* **PROVIDED ENTRIES**
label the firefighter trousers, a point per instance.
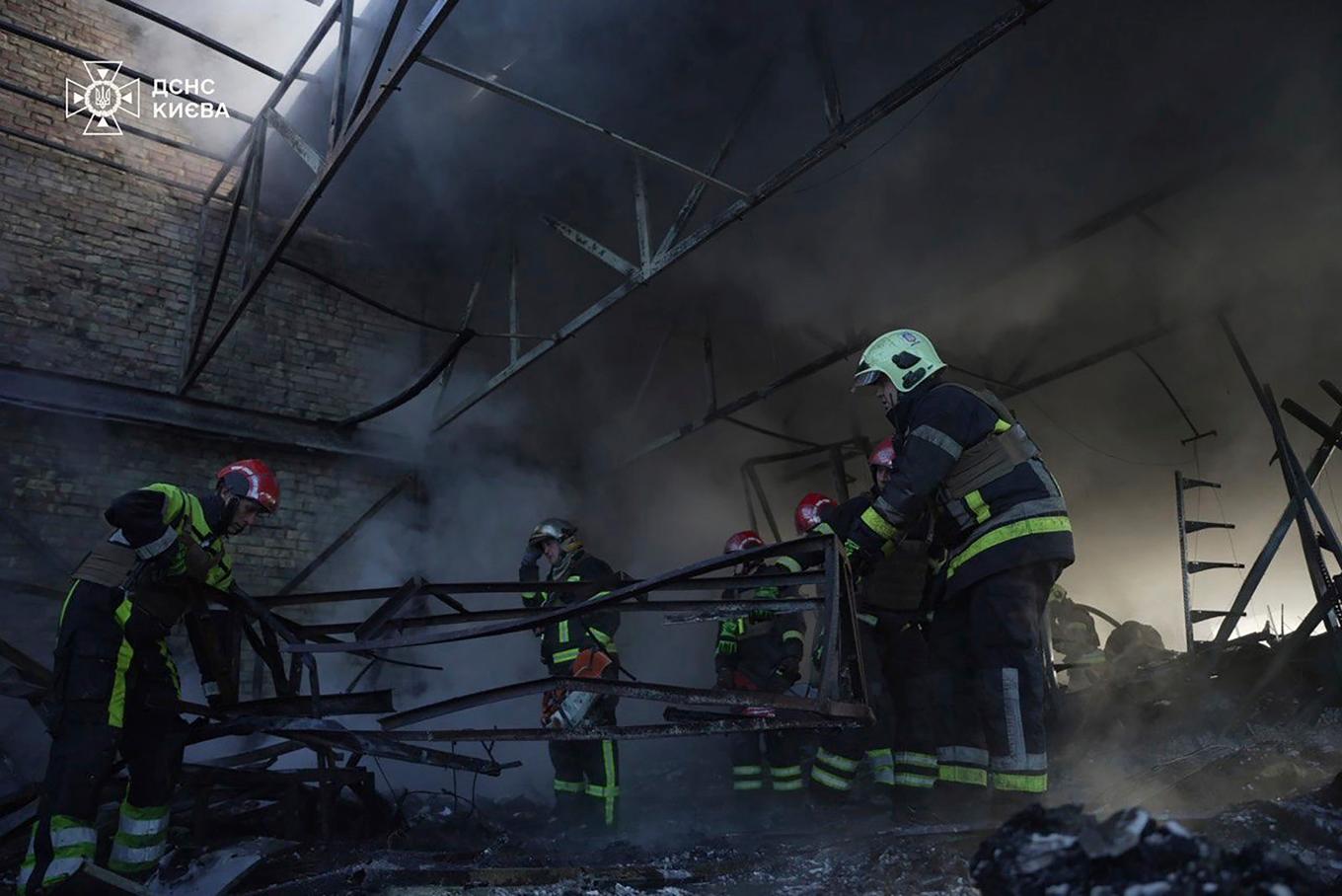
(841, 754)
(991, 682)
(112, 680)
(587, 773)
(909, 672)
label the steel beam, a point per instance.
(384, 41)
(222, 257)
(341, 71)
(517, 96)
(856, 126)
(701, 611)
(630, 690)
(563, 613)
(707, 583)
(115, 403)
(1283, 525)
(692, 201)
(298, 578)
(634, 731)
(130, 129)
(295, 141)
(592, 247)
(514, 345)
(85, 55)
(423, 383)
(335, 161)
(275, 96)
(749, 399)
(640, 216)
(826, 69)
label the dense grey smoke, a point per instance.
(943, 217)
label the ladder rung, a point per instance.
(1197, 525)
(1199, 484)
(1201, 616)
(1201, 566)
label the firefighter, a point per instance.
(115, 682)
(761, 652)
(587, 779)
(895, 590)
(841, 754)
(1004, 525)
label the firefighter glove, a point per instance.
(198, 560)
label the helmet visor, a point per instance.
(865, 377)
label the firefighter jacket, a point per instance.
(996, 504)
(765, 646)
(562, 641)
(167, 549)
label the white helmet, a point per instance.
(906, 357)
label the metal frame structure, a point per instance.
(839, 702)
(1314, 526)
(350, 119)
(349, 123)
(1191, 567)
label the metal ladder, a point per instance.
(1189, 569)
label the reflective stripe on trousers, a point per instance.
(746, 777)
(962, 766)
(882, 766)
(141, 839)
(916, 769)
(71, 844)
(785, 779)
(834, 770)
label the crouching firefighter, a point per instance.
(1004, 526)
(587, 781)
(761, 652)
(115, 682)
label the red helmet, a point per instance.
(807, 515)
(253, 479)
(745, 540)
(883, 455)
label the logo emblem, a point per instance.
(103, 98)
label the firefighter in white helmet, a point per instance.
(1004, 526)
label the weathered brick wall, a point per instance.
(94, 275)
(96, 267)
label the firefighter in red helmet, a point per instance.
(761, 650)
(893, 593)
(114, 675)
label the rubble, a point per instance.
(1132, 854)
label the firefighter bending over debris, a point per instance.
(115, 682)
(841, 754)
(582, 646)
(1002, 518)
(761, 652)
(893, 608)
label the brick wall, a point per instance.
(94, 278)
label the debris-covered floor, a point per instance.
(1260, 813)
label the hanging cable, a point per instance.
(1090, 447)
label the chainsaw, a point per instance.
(563, 709)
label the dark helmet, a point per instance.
(561, 530)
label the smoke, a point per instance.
(1061, 121)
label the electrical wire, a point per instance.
(887, 141)
(1090, 447)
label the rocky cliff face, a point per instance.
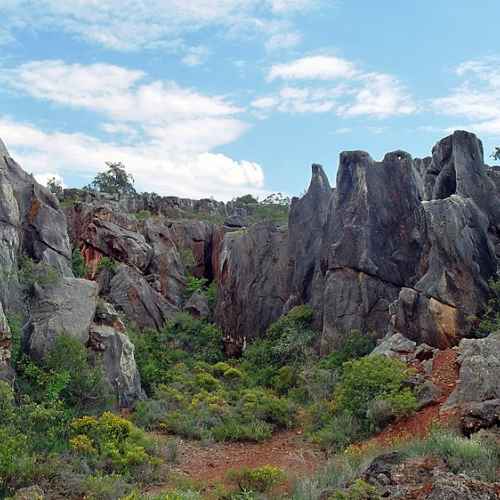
(34, 227)
(400, 245)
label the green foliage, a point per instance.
(187, 258)
(78, 263)
(359, 490)
(194, 285)
(489, 322)
(478, 457)
(115, 180)
(66, 375)
(111, 442)
(274, 208)
(54, 186)
(355, 345)
(260, 479)
(373, 378)
(15, 322)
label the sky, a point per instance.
(219, 98)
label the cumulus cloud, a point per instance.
(313, 68)
(154, 167)
(476, 98)
(165, 134)
(333, 84)
(139, 24)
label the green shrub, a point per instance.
(66, 374)
(373, 378)
(489, 321)
(16, 461)
(194, 285)
(260, 479)
(355, 345)
(478, 456)
(360, 490)
(113, 439)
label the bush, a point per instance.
(194, 285)
(16, 461)
(260, 479)
(360, 490)
(107, 263)
(478, 456)
(374, 378)
(355, 345)
(66, 374)
(111, 439)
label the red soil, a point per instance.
(444, 375)
(286, 450)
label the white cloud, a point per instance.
(165, 134)
(355, 92)
(283, 40)
(476, 98)
(117, 92)
(196, 56)
(313, 68)
(380, 95)
(138, 24)
(155, 168)
(45, 177)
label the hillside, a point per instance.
(344, 345)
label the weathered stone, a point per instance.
(427, 394)
(194, 237)
(118, 243)
(132, 294)
(479, 376)
(427, 320)
(307, 219)
(66, 308)
(166, 264)
(447, 486)
(396, 346)
(6, 371)
(457, 167)
(354, 301)
(197, 306)
(118, 362)
(477, 416)
(43, 224)
(238, 218)
(30, 493)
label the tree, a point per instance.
(114, 181)
(54, 186)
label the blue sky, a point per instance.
(223, 97)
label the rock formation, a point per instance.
(400, 246)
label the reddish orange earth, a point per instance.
(444, 375)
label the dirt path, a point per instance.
(209, 464)
(444, 375)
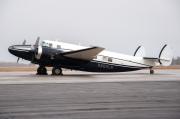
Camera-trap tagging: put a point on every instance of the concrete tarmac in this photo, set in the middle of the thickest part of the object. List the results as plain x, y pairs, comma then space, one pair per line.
81, 95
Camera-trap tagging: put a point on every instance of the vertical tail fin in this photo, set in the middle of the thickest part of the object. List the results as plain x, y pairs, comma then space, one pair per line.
165, 56
140, 51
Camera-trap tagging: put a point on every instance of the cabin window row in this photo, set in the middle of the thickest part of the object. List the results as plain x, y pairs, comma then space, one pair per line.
50, 45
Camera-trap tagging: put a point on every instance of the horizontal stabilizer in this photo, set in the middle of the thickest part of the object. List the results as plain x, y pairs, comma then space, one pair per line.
165, 57
84, 54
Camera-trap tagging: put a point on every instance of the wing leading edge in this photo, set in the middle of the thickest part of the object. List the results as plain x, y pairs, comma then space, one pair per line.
84, 54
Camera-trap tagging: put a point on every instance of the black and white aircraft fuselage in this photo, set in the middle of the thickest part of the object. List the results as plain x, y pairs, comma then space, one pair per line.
93, 59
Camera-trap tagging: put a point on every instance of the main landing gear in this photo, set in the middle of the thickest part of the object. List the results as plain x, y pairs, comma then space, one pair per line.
151, 71
43, 71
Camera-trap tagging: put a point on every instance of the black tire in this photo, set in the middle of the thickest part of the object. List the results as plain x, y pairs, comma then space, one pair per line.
41, 71
56, 71
151, 71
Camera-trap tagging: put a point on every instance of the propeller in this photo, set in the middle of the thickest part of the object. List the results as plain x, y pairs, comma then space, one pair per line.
24, 43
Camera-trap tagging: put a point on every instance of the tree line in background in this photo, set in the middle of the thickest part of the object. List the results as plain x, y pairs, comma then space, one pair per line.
176, 61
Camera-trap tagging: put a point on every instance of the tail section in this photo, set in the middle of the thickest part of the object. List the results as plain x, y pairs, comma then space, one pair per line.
164, 59
140, 51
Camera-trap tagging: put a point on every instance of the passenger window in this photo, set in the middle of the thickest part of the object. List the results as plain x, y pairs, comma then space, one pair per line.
105, 58
109, 59
58, 47
50, 45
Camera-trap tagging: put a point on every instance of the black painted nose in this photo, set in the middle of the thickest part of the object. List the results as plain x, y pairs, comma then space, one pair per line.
22, 51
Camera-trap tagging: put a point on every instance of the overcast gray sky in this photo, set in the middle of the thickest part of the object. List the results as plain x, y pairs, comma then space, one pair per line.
117, 25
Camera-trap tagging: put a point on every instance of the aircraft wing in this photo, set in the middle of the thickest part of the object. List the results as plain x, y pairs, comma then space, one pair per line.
83, 54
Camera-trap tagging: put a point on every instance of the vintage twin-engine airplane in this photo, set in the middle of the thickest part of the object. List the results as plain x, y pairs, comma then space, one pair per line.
93, 59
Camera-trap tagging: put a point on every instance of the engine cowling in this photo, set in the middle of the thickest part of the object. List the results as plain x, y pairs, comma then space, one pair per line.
38, 52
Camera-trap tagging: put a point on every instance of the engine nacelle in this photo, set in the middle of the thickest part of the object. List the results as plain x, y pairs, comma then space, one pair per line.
38, 52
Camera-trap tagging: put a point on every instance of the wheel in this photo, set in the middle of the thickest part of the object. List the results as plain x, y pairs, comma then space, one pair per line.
151, 71
57, 71
41, 70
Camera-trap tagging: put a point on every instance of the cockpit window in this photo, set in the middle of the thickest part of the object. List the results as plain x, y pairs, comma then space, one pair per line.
45, 44
58, 47
50, 45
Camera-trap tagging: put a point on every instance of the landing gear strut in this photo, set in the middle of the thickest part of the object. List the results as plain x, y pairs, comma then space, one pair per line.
41, 70
151, 71
57, 71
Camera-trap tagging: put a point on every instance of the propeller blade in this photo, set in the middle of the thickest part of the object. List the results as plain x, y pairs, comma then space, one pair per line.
37, 42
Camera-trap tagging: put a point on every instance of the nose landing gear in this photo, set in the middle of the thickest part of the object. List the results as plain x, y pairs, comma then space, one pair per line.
151, 71
57, 71
41, 70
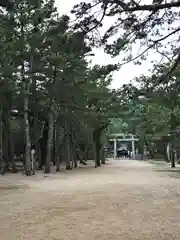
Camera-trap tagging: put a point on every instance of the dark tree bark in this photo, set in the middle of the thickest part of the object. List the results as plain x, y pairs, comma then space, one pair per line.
49, 143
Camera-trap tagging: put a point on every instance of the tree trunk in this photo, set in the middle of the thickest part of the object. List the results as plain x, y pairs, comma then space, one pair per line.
173, 160
68, 156
28, 169
49, 142
67, 147
56, 150
97, 142
103, 157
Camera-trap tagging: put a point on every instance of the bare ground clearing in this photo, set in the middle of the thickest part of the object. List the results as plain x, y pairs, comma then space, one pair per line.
122, 200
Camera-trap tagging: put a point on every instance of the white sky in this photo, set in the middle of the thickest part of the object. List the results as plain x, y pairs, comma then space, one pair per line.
128, 71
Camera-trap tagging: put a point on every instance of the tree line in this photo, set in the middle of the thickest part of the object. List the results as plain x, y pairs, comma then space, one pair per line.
53, 101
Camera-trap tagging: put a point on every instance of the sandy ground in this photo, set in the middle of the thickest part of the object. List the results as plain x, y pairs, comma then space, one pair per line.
122, 200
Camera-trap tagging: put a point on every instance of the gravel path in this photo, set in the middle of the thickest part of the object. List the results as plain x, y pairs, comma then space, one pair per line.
124, 200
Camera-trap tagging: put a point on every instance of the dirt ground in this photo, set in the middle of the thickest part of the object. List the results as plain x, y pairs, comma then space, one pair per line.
123, 200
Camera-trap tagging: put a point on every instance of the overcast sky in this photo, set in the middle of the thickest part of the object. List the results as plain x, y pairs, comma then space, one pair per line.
127, 72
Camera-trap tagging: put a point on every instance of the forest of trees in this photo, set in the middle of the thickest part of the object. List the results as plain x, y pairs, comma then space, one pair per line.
51, 98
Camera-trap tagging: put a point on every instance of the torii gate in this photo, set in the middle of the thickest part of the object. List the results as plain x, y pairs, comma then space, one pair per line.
121, 137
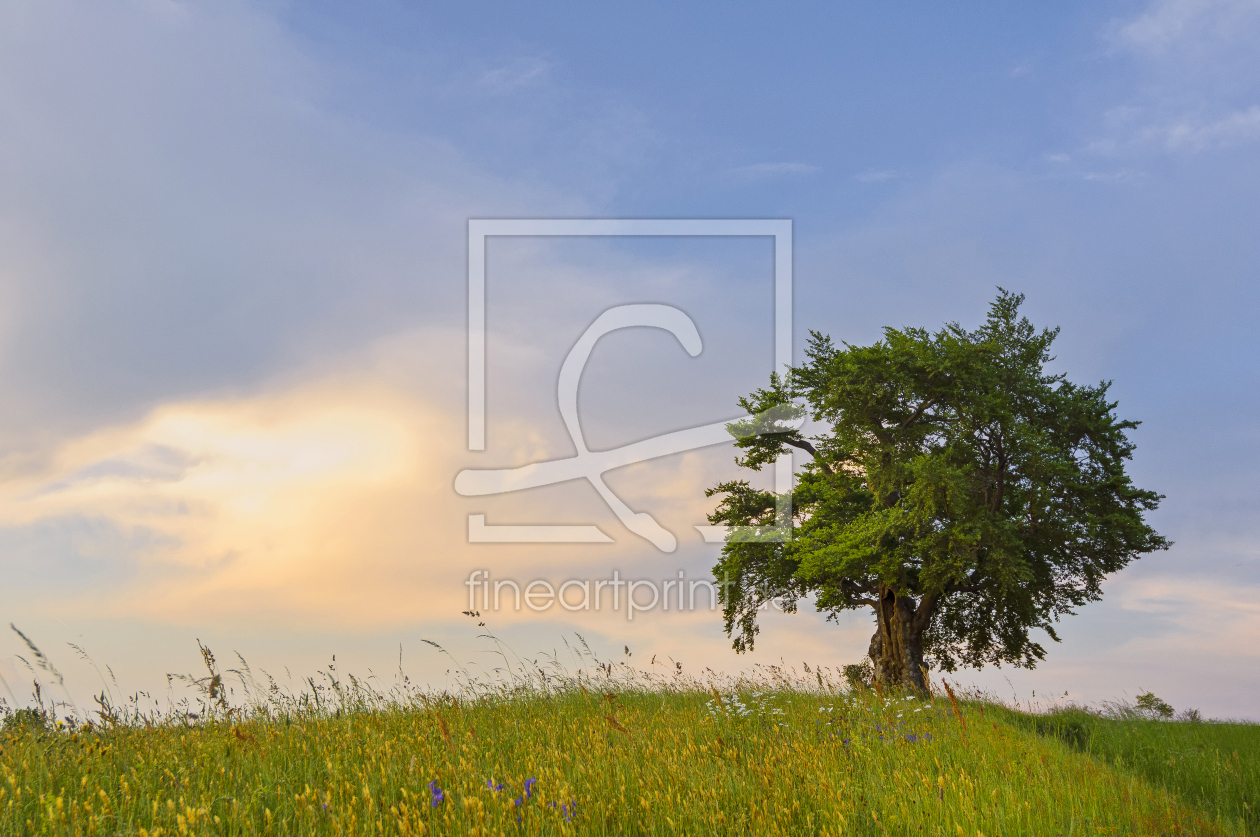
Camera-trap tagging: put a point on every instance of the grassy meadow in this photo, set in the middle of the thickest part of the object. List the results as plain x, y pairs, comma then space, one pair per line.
612, 750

* **TASK PROMPT**
Output, unchanged, the lines from the line with "Camera-trap tagging: put a point on every instance of the grassy" through the final line of the material.

* **EXERCISE RESPONSE**
Camera-trap tagging: put a point on every instance of the grassy meadow in this photo, set in the middle of the thickest part of the object. List the results as plain x, y pairs, comma then space, one pair per line.
612, 750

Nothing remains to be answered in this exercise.